Photo-based referring expression data
================
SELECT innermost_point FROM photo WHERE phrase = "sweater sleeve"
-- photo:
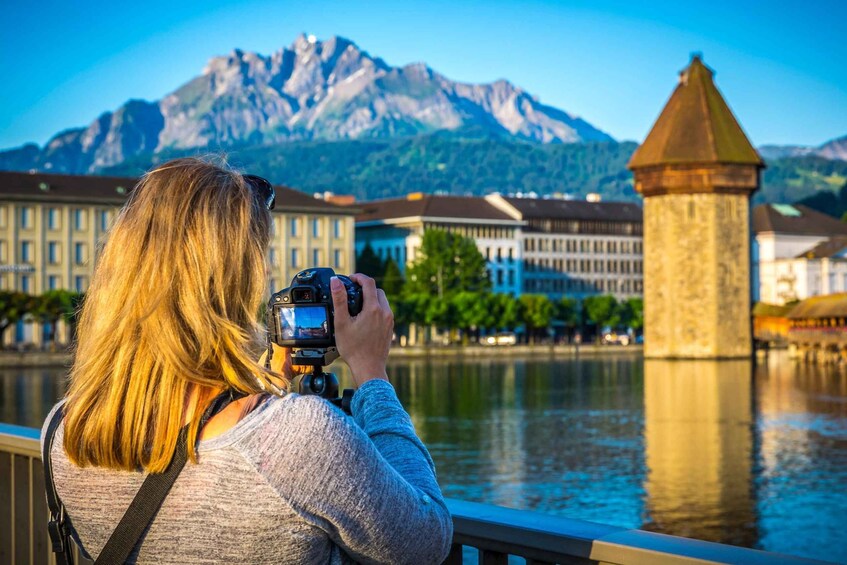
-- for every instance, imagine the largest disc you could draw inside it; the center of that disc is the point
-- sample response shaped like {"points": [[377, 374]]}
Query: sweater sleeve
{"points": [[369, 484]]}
================
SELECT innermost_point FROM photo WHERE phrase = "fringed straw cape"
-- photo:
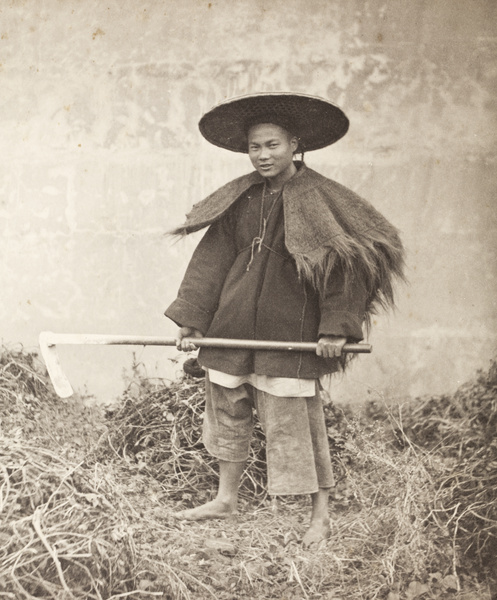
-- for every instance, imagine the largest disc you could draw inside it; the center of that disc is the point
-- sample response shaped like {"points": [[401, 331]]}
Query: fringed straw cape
================
# Exercise prompt
Take every line from the records above that has the word "phrase" and copy it.

# Answer to this exercise
SELECT innermost_point FROM photo WHERE phrase = "sweater sleeve"
SELECT innermost_point FROM photo WHERE phrase = "fringed straw cape"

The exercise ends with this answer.